TASK GOAL:
Your job is to transcribe the material exactly, every line included.

DATA EXTRACTS:

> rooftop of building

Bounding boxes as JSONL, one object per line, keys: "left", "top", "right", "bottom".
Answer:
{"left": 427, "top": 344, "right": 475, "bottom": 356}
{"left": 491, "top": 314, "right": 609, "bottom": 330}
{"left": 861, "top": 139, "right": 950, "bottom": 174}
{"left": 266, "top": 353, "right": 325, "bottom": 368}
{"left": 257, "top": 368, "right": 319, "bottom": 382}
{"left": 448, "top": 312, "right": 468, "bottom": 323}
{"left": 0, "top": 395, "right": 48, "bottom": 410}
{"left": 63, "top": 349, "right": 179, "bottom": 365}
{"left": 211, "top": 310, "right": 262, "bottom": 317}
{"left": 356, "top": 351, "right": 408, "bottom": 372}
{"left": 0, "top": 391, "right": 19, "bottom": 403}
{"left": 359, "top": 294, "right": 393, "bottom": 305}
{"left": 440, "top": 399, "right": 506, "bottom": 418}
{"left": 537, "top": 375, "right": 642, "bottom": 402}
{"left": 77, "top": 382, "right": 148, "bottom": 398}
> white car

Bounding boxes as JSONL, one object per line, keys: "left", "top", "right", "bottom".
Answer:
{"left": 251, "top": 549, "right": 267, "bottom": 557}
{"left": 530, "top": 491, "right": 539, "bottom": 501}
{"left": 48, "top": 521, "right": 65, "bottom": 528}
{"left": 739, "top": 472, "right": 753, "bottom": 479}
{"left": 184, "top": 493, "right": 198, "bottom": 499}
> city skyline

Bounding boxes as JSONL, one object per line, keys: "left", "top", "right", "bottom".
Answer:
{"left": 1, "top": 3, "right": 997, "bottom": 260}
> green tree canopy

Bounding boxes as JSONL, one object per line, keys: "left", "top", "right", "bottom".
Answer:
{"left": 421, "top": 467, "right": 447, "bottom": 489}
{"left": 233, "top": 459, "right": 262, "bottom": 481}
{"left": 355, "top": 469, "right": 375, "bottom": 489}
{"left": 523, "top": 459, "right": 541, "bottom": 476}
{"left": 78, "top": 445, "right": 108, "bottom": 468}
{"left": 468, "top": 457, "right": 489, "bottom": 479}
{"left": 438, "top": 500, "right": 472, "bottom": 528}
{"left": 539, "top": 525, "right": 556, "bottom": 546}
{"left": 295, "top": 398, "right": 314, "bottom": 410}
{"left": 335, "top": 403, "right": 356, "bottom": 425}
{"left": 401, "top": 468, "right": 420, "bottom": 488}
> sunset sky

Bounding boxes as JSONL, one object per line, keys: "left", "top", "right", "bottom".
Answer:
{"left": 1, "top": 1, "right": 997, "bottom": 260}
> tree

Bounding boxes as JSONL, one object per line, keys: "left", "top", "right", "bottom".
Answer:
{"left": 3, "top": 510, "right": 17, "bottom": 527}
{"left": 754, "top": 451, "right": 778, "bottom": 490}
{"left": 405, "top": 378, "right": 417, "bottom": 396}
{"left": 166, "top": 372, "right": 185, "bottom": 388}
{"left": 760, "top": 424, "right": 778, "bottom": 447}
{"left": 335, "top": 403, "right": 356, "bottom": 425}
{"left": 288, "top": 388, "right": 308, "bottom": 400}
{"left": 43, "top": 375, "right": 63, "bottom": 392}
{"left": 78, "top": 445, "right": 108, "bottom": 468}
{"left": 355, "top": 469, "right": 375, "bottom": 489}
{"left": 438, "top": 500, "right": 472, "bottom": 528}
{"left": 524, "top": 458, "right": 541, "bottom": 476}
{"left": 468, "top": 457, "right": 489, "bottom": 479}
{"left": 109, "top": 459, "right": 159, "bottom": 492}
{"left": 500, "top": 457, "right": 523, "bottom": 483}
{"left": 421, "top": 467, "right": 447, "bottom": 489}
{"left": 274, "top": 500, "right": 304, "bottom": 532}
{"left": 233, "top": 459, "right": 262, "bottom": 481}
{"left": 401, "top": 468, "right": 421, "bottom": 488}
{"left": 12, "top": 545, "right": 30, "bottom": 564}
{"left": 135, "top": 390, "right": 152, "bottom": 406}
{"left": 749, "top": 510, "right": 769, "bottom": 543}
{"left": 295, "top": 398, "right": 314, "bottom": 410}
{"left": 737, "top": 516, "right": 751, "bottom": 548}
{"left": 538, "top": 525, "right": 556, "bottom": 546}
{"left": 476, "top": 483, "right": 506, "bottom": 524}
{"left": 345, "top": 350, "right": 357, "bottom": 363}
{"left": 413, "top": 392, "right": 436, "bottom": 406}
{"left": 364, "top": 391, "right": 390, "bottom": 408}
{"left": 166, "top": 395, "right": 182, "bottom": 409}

ANSWER SECTION:
> rooftop of building

Bounding boxes as JSONL, one object per line, keys: "left", "top", "right", "bottom".
Answer:
{"left": 427, "top": 344, "right": 475, "bottom": 356}
{"left": 491, "top": 314, "right": 609, "bottom": 330}
{"left": 861, "top": 139, "right": 950, "bottom": 174}
{"left": 266, "top": 353, "right": 325, "bottom": 368}
{"left": 257, "top": 368, "right": 319, "bottom": 382}
{"left": 448, "top": 312, "right": 468, "bottom": 323}
{"left": 0, "top": 395, "right": 48, "bottom": 410}
{"left": 63, "top": 349, "right": 179, "bottom": 365}
{"left": 211, "top": 310, "right": 262, "bottom": 317}
{"left": 356, "top": 351, "right": 408, "bottom": 372}
{"left": 0, "top": 391, "right": 19, "bottom": 403}
{"left": 359, "top": 294, "right": 393, "bottom": 305}
{"left": 440, "top": 399, "right": 506, "bottom": 418}
{"left": 537, "top": 375, "right": 642, "bottom": 402}
{"left": 77, "top": 382, "right": 148, "bottom": 398}
> white car

Bounding boxes as JSONL, one object per line, keys: "left", "top", "right", "bottom".
Answer:
{"left": 251, "top": 549, "right": 267, "bottom": 557}
{"left": 530, "top": 491, "right": 539, "bottom": 501}
{"left": 48, "top": 521, "right": 65, "bottom": 528}
{"left": 739, "top": 472, "right": 753, "bottom": 479}
{"left": 184, "top": 493, "right": 198, "bottom": 499}
> city skyline

Bounding boxes as JSONL, one object per line, keys: "left", "top", "right", "bottom".
Answer:
{"left": 1, "top": 3, "right": 997, "bottom": 260}
> green tree canopy

Bounding boxes as JSONL, one object per line, keys: "left", "top", "right", "bottom".
Answer:
{"left": 421, "top": 467, "right": 447, "bottom": 489}
{"left": 233, "top": 459, "right": 262, "bottom": 481}
{"left": 355, "top": 469, "right": 375, "bottom": 489}
{"left": 523, "top": 459, "right": 541, "bottom": 476}
{"left": 78, "top": 445, "right": 108, "bottom": 468}
{"left": 468, "top": 457, "right": 489, "bottom": 479}
{"left": 438, "top": 500, "right": 472, "bottom": 528}
{"left": 539, "top": 525, "right": 556, "bottom": 546}
{"left": 295, "top": 398, "right": 314, "bottom": 410}
{"left": 335, "top": 403, "right": 356, "bottom": 425}
{"left": 401, "top": 468, "right": 420, "bottom": 488}
> sunset sky

Bounding boxes as JSONL, one object per line, keys: "left", "top", "right", "bottom".
Answer:
{"left": 1, "top": 1, "right": 997, "bottom": 260}
> tree

Bounding boxes as JSONL, one object per line, keys: "left", "top", "right", "bottom".
Answer:
{"left": 3, "top": 510, "right": 17, "bottom": 527}
{"left": 754, "top": 451, "right": 778, "bottom": 490}
{"left": 405, "top": 378, "right": 417, "bottom": 396}
{"left": 166, "top": 372, "right": 185, "bottom": 388}
{"left": 760, "top": 424, "right": 778, "bottom": 447}
{"left": 335, "top": 403, "right": 356, "bottom": 425}
{"left": 288, "top": 388, "right": 308, "bottom": 400}
{"left": 43, "top": 375, "right": 63, "bottom": 392}
{"left": 78, "top": 445, "right": 108, "bottom": 468}
{"left": 355, "top": 469, "right": 375, "bottom": 489}
{"left": 438, "top": 500, "right": 472, "bottom": 528}
{"left": 524, "top": 458, "right": 541, "bottom": 476}
{"left": 468, "top": 457, "right": 489, "bottom": 479}
{"left": 109, "top": 459, "right": 159, "bottom": 492}
{"left": 500, "top": 457, "right": 523, "bottom": 483}
{"left": 421, "top": 467, "right": 447, "bottom": 489}
{"left": 274, "top": 500, "right": 304, "bottom": 532}
{"left": 233, "top": 459, "right": 262, "bottom": 481}
{"left": 401, "top": 468, "right": 421, "bottom": 488}
{"left": 12, "top": 545, "right": 30, "bottom": 564}
{"left": 135, "top": 390, "right": 152, "bottom": 406}
{"left": 749, "top": 510, "right": 769, "bottom": 543}
{"left": 295, "top": 398, "right": 314, "bottom": 410}
{"left": 737, "top": 516, "right": 751, "bottom": 548}
{"left": 538, "top": 525, "right": 556, "bottom": 546}
{"left": 476, "top": 483, "right": 506, "bottom": 524}
{"left": 345, "top": 350, "right": 357, "bottom": 363}
{"left": 413, "top": 392, "right": 436, "bottom": 406}
{"left": 364, "top": 391, "right": 390, "bottom": 408}
{"left": 166, "top": 395, "right": 182, "bottom": 409}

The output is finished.